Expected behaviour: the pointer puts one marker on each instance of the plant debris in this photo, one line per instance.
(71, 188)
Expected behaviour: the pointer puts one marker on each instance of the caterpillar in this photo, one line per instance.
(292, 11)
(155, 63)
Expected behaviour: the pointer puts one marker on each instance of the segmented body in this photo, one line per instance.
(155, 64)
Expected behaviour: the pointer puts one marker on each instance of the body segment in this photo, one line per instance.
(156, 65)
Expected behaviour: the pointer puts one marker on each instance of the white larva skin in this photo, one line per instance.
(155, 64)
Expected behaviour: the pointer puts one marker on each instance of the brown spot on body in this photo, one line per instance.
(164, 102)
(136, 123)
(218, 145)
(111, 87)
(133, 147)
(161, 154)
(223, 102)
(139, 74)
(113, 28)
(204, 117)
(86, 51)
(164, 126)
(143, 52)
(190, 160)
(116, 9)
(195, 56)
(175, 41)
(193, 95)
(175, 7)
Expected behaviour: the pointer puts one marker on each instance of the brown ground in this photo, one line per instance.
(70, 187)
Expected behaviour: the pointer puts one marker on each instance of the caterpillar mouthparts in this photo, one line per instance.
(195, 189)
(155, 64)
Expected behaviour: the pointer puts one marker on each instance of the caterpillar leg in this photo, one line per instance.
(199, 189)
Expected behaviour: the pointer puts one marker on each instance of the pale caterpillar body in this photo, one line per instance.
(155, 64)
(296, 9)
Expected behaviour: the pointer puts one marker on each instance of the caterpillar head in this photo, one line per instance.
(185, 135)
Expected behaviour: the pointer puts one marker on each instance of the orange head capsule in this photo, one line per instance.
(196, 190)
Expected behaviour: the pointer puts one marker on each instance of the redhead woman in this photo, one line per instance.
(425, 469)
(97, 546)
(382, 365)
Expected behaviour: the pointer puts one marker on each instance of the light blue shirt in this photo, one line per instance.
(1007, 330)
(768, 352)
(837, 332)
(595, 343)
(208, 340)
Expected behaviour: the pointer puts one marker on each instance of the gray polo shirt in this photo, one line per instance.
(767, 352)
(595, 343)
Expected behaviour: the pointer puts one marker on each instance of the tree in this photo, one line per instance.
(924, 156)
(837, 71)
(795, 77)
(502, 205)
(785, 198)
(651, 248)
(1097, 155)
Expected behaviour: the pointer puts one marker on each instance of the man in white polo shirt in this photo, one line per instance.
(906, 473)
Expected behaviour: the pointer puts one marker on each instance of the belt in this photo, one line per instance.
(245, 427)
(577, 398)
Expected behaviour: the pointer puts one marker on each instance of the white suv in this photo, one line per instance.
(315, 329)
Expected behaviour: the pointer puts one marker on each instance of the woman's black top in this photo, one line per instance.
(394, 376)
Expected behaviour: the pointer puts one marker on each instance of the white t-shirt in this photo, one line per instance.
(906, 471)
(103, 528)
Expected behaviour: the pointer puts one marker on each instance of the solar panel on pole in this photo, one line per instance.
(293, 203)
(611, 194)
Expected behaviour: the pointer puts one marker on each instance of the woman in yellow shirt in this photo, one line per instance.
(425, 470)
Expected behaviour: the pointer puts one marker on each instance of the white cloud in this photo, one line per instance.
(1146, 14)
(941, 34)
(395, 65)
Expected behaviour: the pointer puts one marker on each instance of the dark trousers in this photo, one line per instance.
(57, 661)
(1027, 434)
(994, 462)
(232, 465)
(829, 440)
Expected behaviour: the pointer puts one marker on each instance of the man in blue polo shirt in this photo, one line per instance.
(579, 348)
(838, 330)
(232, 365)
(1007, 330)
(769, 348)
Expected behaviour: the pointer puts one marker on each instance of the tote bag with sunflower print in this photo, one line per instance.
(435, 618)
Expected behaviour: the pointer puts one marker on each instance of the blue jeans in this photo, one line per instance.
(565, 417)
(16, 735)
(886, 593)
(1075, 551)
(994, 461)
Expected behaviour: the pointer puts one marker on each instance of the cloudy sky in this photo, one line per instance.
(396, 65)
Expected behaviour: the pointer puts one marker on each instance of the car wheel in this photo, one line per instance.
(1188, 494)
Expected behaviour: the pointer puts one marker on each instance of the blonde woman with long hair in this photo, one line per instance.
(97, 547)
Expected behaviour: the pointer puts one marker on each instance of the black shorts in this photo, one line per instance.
○ ○ ○ ○ ○
[Requirements]:
Reproduce all of the data above word for word, keeping every line in its original order.

[Final result]:
Expected behaviour: the pointer puts one marker on each instance of the plant debris in this photo, one line per instance.
(71, 188)
Expected behaviour: the pointer puts one marker on each instance of the caterpillar in this photo, one line per instance.
(292, 11)
(155, 63)
Expected behaviour: the pointer puts one marker on each instance of the segmented body in this photo, one line per instance.
(155, 64)
Expected behaviour: the pointer puts one marker on each instance of the body segment in this photo, one line per instance.
(156, 65)
Expected behaviour: the pointer puts one marker on each instance of the white larva skin in this photo, one line per instance.
(155, 64)
Expected behaviour: the pointer puts one marker on each instance of the brown spot on body in this photo, one line per instance.
(164, 102)
(136, 123)
(218, 145)
(111, 87)
(133, 147)
(161, 154)
(223, 102)
(139, 74)
(113, 28)
(204, 117)
(86, 51)
(164, 126)
(143, 52)
(190, 160)
(116, 9)
(195, 56)
(175, 41)
(193, 95)
(175, 7)
Expected behaviour: the pointer puts one marker on each instance of the brown ground in this photo, one line per instance.
(70, 187)
Expected behaviour: the pointer puts one marker on each instance of the caterpillar mouthparts in this photo, one line per instance.
(195, 189)
(155, 64)
Expected behaviour: the pointer puts one marker on each instance of the caterpillar leg in this photo, one line per instance.
(199, 189)
Expected behaviour: the pointer puts one marker on each instance of the pale caterpillar body in this photo, one line per instance.
(155, 64)
(296, 9)
Expected behaviour: the pointer puts one marker on each instance of the caterpillar head in this photo, one line per instance.
(185, 135)
Expected behaviour: the pointer puts one marker on each instance of the orange head capsule in this photo, one line per instance.
(196, 190)
Expected behaviour: the pointer puts one marker on each instance of the redhead woman in this photo, one line per instance.
(425, 469)
(97, 546)
(382, 365)
Expected behaviour: the pointer puts one marker on each instance of the light blue shirt in this photo, one line per instance.
(1007, 330)
(768, 352)
(837, 332)
(595, 343)
(208, 340)
Expected behaviour: the pointer puts one marker on each instance of the gray polo shirt in this photo, one line per instance.
(767, 352)
(595, 343)
Expected behaviour: the pointer puts one marker on each instance of the tree in this photo, one line per instance.
(924, 156)
(837, 71)
(795, 77)
(502, 205)
(785, 198)
(651, 248)
(1097, 155)
Expected behaviour: the pointer puts one marker on each instance of the man in white polo shirt in this photo, one line per instance.
(906, 473)
Expected behaviour: the pointer puts one marker on each instance of the belt in this photo, one line per instance.
(245, 427)
(577, 398)
Expected behaviour: the pointer puts one marker on each instance of the white suv in this photo, one line per instance.
(315, 329)
Expected behaviour: the pointer puts one marker on each instance of the woman's black top in this photo, one line per instance.
(394, 376)
Expected behaviour: the pointer puts one marker on each instance of the white t-shirt in this photo, one line per instance.
(906, 471)
(103, 528)
Expected behaviour: the pointer puts one marker on each instance of the solar panel on pole in this photo, one line per instance.
(293, 203)
(611, 194)
Expected behaviour: the pointer puts one marker on each instance of the woman in yellow shirt in this photo, one line per instance.
(425, 470)
Expected behaviour: the pointer puts one marker on each instance of the white cloud in this photo, one line per instance.
(1146, 14)
(941, 34)
(395, 65)
Expected behaviour: the pointer puts one marker on each instance of the dark trousers in this photo, one line per instance.
(57, 661)
(1027, 434)
(994, 462)
(232, 465)
(829, 440)
Expected behaviour: the pointer puts one marker on each instance of the man in blue polo shirt in this photo, one line per instance.
(579, 348)
(838, 330)
(232, 365)
(1007, 330)
(769, 348)
Expected behaviour: the pointer puts one marker on each instance of the tote bag with sunflower print in this photo, one line per instance.
(435, 618)
Expected behaviour: the pointer puts one marker on each instance of the blue jeans in this photo, one line per instance.
(565, 417)
(16, 735)
(886, 593)
(1075, 551)
(994, 461)
Expected behaviour: the pointer puts one marker on each instance of the cloudy sky in this photo, one line per instance.
(396, 65)
Expected behaviour: the pointer puts one marker on each instance of the car wheel in this photo, one line per instance.
(1188, 494)
Expected behaviour: the pointer puts one marker on each instance of the blonde woman with long hair in this photo, one line per instance.
(97, 547)
Expected behaviour: the pointer puts one marker on each instance of the black shorts in this photo, one line per instance.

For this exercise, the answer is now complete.